■ **Problem**
Convert the data into a JSON list of strings with one string per line and no blank lines, starting at the beginning of the data and ending at the line that contains "M 187 204 L". Leave the pictures out of the list.

━━━ The records

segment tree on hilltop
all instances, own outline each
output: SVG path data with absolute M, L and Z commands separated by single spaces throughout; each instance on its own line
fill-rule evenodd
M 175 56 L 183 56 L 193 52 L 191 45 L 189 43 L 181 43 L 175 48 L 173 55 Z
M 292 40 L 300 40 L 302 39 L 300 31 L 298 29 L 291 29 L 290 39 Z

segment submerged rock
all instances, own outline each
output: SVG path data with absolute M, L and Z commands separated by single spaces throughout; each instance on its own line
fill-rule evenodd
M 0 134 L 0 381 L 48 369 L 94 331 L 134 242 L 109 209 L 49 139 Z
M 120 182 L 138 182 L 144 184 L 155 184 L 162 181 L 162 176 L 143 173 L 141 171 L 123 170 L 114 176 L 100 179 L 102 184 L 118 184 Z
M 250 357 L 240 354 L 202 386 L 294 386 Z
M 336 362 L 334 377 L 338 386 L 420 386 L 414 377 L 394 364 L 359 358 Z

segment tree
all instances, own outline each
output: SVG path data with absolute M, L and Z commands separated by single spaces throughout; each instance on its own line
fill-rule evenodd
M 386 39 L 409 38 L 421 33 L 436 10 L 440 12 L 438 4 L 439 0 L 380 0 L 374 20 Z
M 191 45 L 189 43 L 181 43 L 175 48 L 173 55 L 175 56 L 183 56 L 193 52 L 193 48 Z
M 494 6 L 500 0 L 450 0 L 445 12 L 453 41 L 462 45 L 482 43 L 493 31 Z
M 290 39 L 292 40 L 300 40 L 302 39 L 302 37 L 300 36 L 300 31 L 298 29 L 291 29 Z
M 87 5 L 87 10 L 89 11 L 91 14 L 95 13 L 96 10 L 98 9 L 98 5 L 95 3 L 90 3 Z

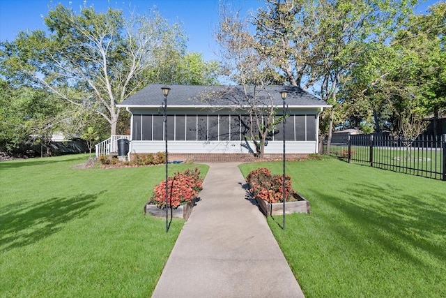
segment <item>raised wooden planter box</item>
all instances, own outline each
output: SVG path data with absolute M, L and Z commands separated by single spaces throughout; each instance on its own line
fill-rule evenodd
M 298 201 L 285 202 L 285 214 L 292 213 L 309 213 L 309 202 L 298 193 L 294 194 L 294 198 Z M 268 202 L 256 198 L 256 202 L 260 211 L 265 216 L 272 215 L 282 215 L 284 214 L 283 203 L 268 203 Z
M 187 204 L 178 206 L 177 209 L 169 209 L 169 216 L 184 218 L 187 221 L 192 211 L 195 202 L 196 200 L 194 199 L 192 202 L 187 203 Z M 166 217 L 166 209 L 160 209 L 156 205 L 147 205 L 146 211 L 155 217 Z

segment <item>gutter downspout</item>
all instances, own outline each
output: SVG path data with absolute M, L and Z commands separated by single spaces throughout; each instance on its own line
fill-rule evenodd
M 130 140 L 129 140 L 128 153 L 127 154 L 127 160 L 130 161 L 130 156 L 132 155 L 132 135 L 133 135 L 133 113 L 130 112 L 128 107 L 125 107 L 125 110 L 132 114 L 130 117 Z

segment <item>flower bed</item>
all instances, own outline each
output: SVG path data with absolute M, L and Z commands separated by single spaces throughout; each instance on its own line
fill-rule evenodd
M 186 170 L 184 172 L 177 172 L 174 177 L 167 179 L 167 207 L 172 209 L 185 209 L 185 212 L 190 214 L 189 209 L 195 204 L 195 199 L 198 193 L 203 189 L 203 179 L 200 177 L 200 170 L 196 167 L 194 170 Z M 153 193 L 144 205 L 144 214 L 148 210 L 154 209 L 156 207 L 158 210 L 164 209 L 166 207 L 166 181 L 155 186 Z M 160 213 L 159 211 L 149 212 L 155 216 Z M 174 214 L 172 211 L 172 214 Z M 175 211 L 176 214 L 174 217 L 188 217 L 185 216 L 184 211 Z M 164 212 L 165 216 L 165 212 Z M 187 218 L 186 218 L 187 219 Z
M 246 177 L 251 195 L 268 216 L 283 214 L 283 175 L 273 175 L 266 167 L 253 170 Z M 285 175 L 285 213 L 309 213 L 309 202 L 291 188 L 291 177 Z

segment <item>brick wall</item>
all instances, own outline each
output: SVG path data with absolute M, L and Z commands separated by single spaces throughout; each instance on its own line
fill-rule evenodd
M 286 154 L 286 158 L 287 161 L 294 161 L 306 156 L 307 154 Z M 254 161 L 282 161 L 282 159 L 283 154 L 265 154 L 263 158 L 257 158 L 252 154 L 243 153 L 169 154 L 169 161 L 187 161 L 191 160 L 194 162 L 208 163 L 227 163 L 231 161 L 252 163 Z

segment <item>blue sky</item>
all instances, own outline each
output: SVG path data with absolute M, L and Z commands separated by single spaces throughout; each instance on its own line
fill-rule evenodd
M 48 6 L 61 3 L 70 6 L 77 11 L 84 5 L 93 5 L 97 11 L 103 12 L 108 7 L 130 11 L 130 8 L 140 14 L 156 6 L 162 17 L 171 23 L 181 22 L 189 36 L 187 50 L 203 53 L 206 60 L 217 59 L 213 38 L 213 29 L 218 22 L 218 0 L 0 0 L 0 40 L 13 40 L 17 34 L 27 29 L 44 29 L 43 16 L 48 13 Z M 255 10 L 263 5 L 259 0 L 229 0 L 235 8 L 245 10 Z M 429 0 L 422 3 L 416 10 L 423 13 L 426 8 L 438 2 Z

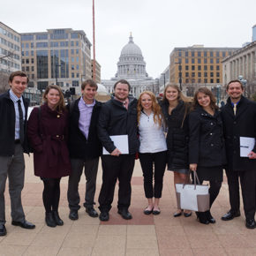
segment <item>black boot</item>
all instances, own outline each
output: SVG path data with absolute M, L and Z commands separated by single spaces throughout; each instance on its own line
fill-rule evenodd
M 63 222 L 63 220 L 59 217 L 58 212 L 57 212 L 57 211 L 53 211 L 53 212 L 52 212 L 52 215 L 53 215 L 53 219 L 54 219 L 55 223 L 56 223 L 57 226 L 63 226 L 64 222 Z
M 49 227 L 51 227 L 51 228 L 55 228 L 56 227 L 56 222 L 54 221 L 53 214 L 51 212 L 50 213 L 45 213 L 45 222 L 46 222 L 46 224 Z

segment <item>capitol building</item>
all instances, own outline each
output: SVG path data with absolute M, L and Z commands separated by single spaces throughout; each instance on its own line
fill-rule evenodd
M 146 90 L 158 93 L 159 80 L 148 77 L 141 49 L 133 42 L 132 34 L 129 37 L 129 42 L 122 49 L 115 78 L 109 80 L 102 79 L 102 84 L 109 94 L 112 94 L 114 84 L 119 79 L 125 79 L 130 83 L 130 94 L 134 97 L 138 98 L 139 94 Z

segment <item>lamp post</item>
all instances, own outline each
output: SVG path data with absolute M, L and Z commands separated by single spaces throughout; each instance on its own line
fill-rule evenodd
M 181 77 L 181 62 L 176 62 L 175 64 L 178 64 L 178 82 L 179 82 L 179 89 L 182 91 L 182 86 L 181 86 L 181 82 L 182 82 L 182 77 Z
M 162 73 L 162 76 L 163 76 L 163 88 L 165 88 L 165 73 Z
M 57 72 L 57 68 L 61 67 L 60 64 L 56 64 L 55 65 L 55 77 L 56 77 L 56 85 L 57 86 L 57 76 L 58 76 L 58 72 Z
M 244 88 L 245 88 L 245 96 L 247 97 L 247 94 L 246 94 L 247 80 L 246 79 L 244 79 L 244 77 L 242 75 L 239 75 L 238 76 L 238 79 L 243 84 Z

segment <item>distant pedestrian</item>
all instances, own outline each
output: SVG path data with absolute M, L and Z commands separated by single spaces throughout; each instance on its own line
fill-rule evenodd
M 144 214 L 153 213 L 156 215 L 160 214 L 159 202 L 166 168 L 164 117 L 154 94 L 149 91 L 140 94 L 137 110 L 140 142 L 139 162 L 144 177 L 145 196 L 148 201 Z
M 44 185 L 45 222 L 49 227 L 56 227 L 64 224 L 58 214 L 60 180 L 71 173 L 68 112 L 58 86 L 48 86 L 42 98 L 44 104 L 31 112 L 27 134 L 34 148 L 34 175 Z

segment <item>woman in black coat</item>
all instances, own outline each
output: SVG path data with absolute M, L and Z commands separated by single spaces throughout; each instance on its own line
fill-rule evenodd
M 197 171 L 200 184 L 210 182 L 210 207 L 219 194 L 225 164 L 222 121 L 210 90 L 200 88 L 194 95 L 193 111 L 189 116 L 190 169 Z M 210 211 L 197 213 L 203 224 L 215 223 Z
M 168 127 L 166 139 L 168 169 L 174 172 L 175 185 L 189 180 L 188 113 L 190 103 L 177 86 L 167 85 L 161 106 Z M 174 217 L 180 216 L 182 213 L 182 209 L 177 209 Z M 191 211 L 184 211 L 185 217 L 191 215 Z

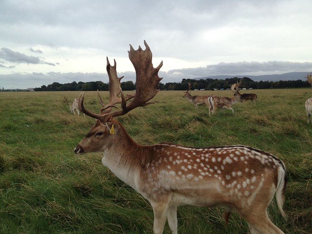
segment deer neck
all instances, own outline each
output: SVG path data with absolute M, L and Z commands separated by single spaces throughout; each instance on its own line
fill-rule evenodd
M 136 143 L 120 124 L 114 141 L 115 143 L 104 150 L 102 163 L 120 179 L 136 190 L 135 178 L 144 160 L 147 147 Z
M 193 100 L 194 99 L 194 97 L 191 95 L 191 94 L 190 94 L 189 93 L 186 94 L 186 96 L 185 97 L 190 101 L 193 101 Z

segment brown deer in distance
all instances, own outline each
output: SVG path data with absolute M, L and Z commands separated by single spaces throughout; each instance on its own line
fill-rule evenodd
M 238 87 L 241 83 L 236 83 L 231 85 L 231 89 L 234 92 L 234 97 L 232 98 L 227 97 L 218 97 L 215 95 L 210 96 L 209 98 L 209 115 L 210 113 L 214 113 L 217 108 L 227 109 L 232 111 L 234 113 L 234 110 L 232 106 L 236 103 L 237 101 L 242 101 L 241 95 L 238 91 Z
M 308 79 L 308 82 L 309 83 L 312 85 L 312 72 L 310 73 L 310 75 L 307 75 L 307 77 L 305 77 L 305 78 Z M 306 101 L 306 112 L 307 113 L 307 117 L 308 117 L 308 124 L 311 123 L 311 115 L 312 115 L 312 98 L 308 98 Z
M 251 234 L 284 233 L 266 213 L 276 194 L 278 209 L 283 216 L 285 215 L 282 207 L 287 176 L 280 159 L 243 145 L 206 148 L 171 143 L 141 145 L 114 118 L 153 103 L 150 100 L 158 92 L 156 87 L 161 78 L 158 72 L 162 62 L 154 68 L 152 52 L 145 41 L 144 44 L 144 50 L 140 46 L 135 50 L 130 45 L 128 52 L 136 76 L 136 93 L 132 102 L 127 103 L 119 87 L 121 109 L 108 111 L 114 106 L 109 103 L 98 114 L 85 108 L 85 93 L 80 94 L 79 109 L 97 120 L 76 147 L 75 153 L 103 153 L 103 165 L 151 203 L 155 234 L 162 233 L 166 219 L 172 233 L 177 234 L 177 207 L 185 205 L 223 206 L 228 214 L 236 211 L 248 222 Z M 107 69 L 110 82 L 118 79 L 112 71 L 116 65 L 111 66 L 108 61 Z M 113 95 L 110 93 L 110 96 Z
M 186 98 L 190 101 L 191 102 L 193 103 L 196 108 L 197 107 L 197 105 L 201 105 L 203 104 L 205 104 L 209 108 L 209 102 L 208 101 L 208 98 L 209 98 L 209 96 L 208 95 L 204 95 L 204 96 L 192 96 L 190 93 L 191 89 L 192 89 L 192 84 L 191 83 L 189 83 L 189 88 L 186 91 L 183 91 L 185 93 L 185 94 L 183 96 L 183 98 Z M 209 112 L 210 113 L 210 112 Z

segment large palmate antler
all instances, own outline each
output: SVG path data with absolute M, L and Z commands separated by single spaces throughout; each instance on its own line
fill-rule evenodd
M 312 72 L 310 73 L 310 75 L 307 75 L 307 77 L 304 77 L 305 78 L 307 78 L 308 79 L 308 82 L 309 83 L 312 85 Z
M 138 49 L 135 50 L 132 46 L 130 45 L 130 50 L 128 51 L 129 58 L 133 64 L 136 74 L 136 92 L 132 101 L 127 105 L 127 98 L 125 98 L 119 86 L 122 109 L 114 112 L 108 112 L 108 111 L 105 111 L 103 115 L 99 115 L 93 113 L 85 108 L 83 102 L 84 98 L 84 92 L 83 92 L 80 95 L 78 101 L 79 109 L 82 113 L 91 117 L 99 119 L 102 122 L 105 122 L 114 117 L 122 116 L 136 107 L 144 106 L 154 103 L 149 102 L 149 101 L 153 98 L 159 91 L 157 89 L 157 86 L 162 78 L 159 78 L 158 76 L 158 72 L 162 66 L 162 61 L 160 62 L 158 67 L 154 68 L 152 63 L 152 54 L 151 49 L 145 40 L 144 43 L 146 47 L 145 50 L 143 50 L 139 46 Z M 116 70 L 116 62 L 114 67 Z M 109 67 L 110 69 L 111 67 Z M 116 73 L 116 77 L 117 77 L 117 76 Z M 121 78 L 118 78 L 119 82 L 120 79 Z M 112 90 L 110 89 L 110 100 L 111 97 L 112 99 L 115 100 L 114 101 L 117 100 L 116 97 L 118 94 L 118 92 L 116 87 L 117 85 L 115 84 L 112 86 L 113 89 Z M 110 88 L 111 87 L 110 87 Z M 114 90 L 113 92 L 115 92 L 113 94 L 111 93 L 112 90 Z M 110 101 L 110 103 L 104 106 L 104 108 L 101 110 L 107 109 L 114 106 L 114 105 L 112 105 L 114 101 L 111 103 Z
M 115 106 L 115 104 L 121 103 L 121 98 L 118 96 L 121 92 L 120 86 L 121 83 L 120 80 L 123 78 L 123 76 L 120 78 L 118 78 L 117 76 L 116 61 L 115 59 L 114 59 L 114 66 L 111 65 L 108 60 L 108 58 L 107 57 L 106 57 L 106 61 L 107 62 L 106 64 L 106 71 L 107 71 L 107 74 L 108 75 L 109 80 L 109 101 L 108 104 L 105 105 L 104 104 L 98 92 L 98 95 L 99 102 L 103 107 L 101 109 L 100 113 L 101 113 L 102 111 L 105 110 L 103 113 L 103 114 L 110 112 L 112 111 L 112 108 L 113 107 L 117 108 Z M 126 100 L 127 101 L 133 98 L 134 97 L 135 95 L 127 95 Z

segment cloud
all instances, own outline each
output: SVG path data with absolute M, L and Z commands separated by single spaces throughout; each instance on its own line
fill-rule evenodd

━━━━━━

■ **Finished exercise**
[
  "segment tree on hilltop",
  "all instances, own outline each",
  "output: SVG path data with absolute M, L and Z commands separated by single spaces throughout; each instance on its own line",
  "fill-rule evenodd",
  "M 175 56 L 183 56 L 193 52 L 191 45 L 189 43 L 181 43 L 175 48 L 173 55 Z",
  "M 292 40 L 300 40 L 302 39 L 300 31 L 298 29 L 291 29 L 290 39 Z",
  "segment submerged rock",
  "all instances, own outline each",
  "output: SVG path data with absolute M, L and Z commands separated by single spaces throughout; each instance on its own line",
  "fill-rule evenodd",
  "M 0 134 L 0 381 L 48 369 L 94 331 L 134 242 L 109 209 L 49 139 Z",
  "M 120 182 L 138 182 L 144 184 L 155 184 L 162 181 L 162 176 L 143 173 L 141 171 L 123 170 L 114 176 L 100 179 L 102 184 L 118 184 Z",
  "M 250 357 L 240 354 L 202 386 L 294 386 Z",
  "M 336 362 L 334 377 L 338 386 L 420 386 L 414 377 L 394 364 L 359 358 Z",
  "segment tree",
  "all instances, own outline each",
  "output: SVG path data with absolute M, L and Z commands separated by single spaces throughout; each instance on its own line",
  "fill-rule evenodd",
  "M 386 39 L 409 38 L 421 33 L 436 10 L 440 12 L 438 4 L 439 0 L 380 0 L 374 20 Z",
  "M 191 45 L 189 43 L 181 43 L 175 48 L 173 55 L 175 56 L 183 56 L 193 52 L 193 48 Z",
  "M 494 6 L 500 0 L 450 0 L 445 12 L 453 41 L 462 45 L 482 43 L 493 31 Z",
  "M 290 39 L 292 40 L 300 40 L 302 39 L 302 37 L 300 36 L 300 31 L 298 29 L 291 29 Z",
  "M 87 5 L 87 10 L 89 11 L 91 14 L 95 13 L 96 10 L 98 9 L 98 5 L 95 3 L 90 3 Z",
  "segment <item>raised wooden planter box</item>",
  "all instances, own outline each",
  "output: SVG path data with absolute M, L and Z commands separated by single spaces throughout; each instance on its own line",
  "fill-rule evenodd",
  "M 298 201 L 285 202 L 285 214 L 292 213 L 309 213 L 309 202 L 298 193 L 294 194 L 294 198 Z M 268 202 L 256 198 L 256 202 L 260 211 L 265 216 L 272 215 L 282 215 L 284 214 L 283 203 L 268 203 Z",
  "M 187 204 L 178 206 L 177 209 L 169 209 L 169 216 L 184 218 L 187 221 L 192 211 L 195 202 L 196 200 L 194 199 L 192 202 L 187 203 Z M 166 217 L 166 209 L 160 209 L 156 205 L 147 205 L 146 211 L 155 217 Z"
]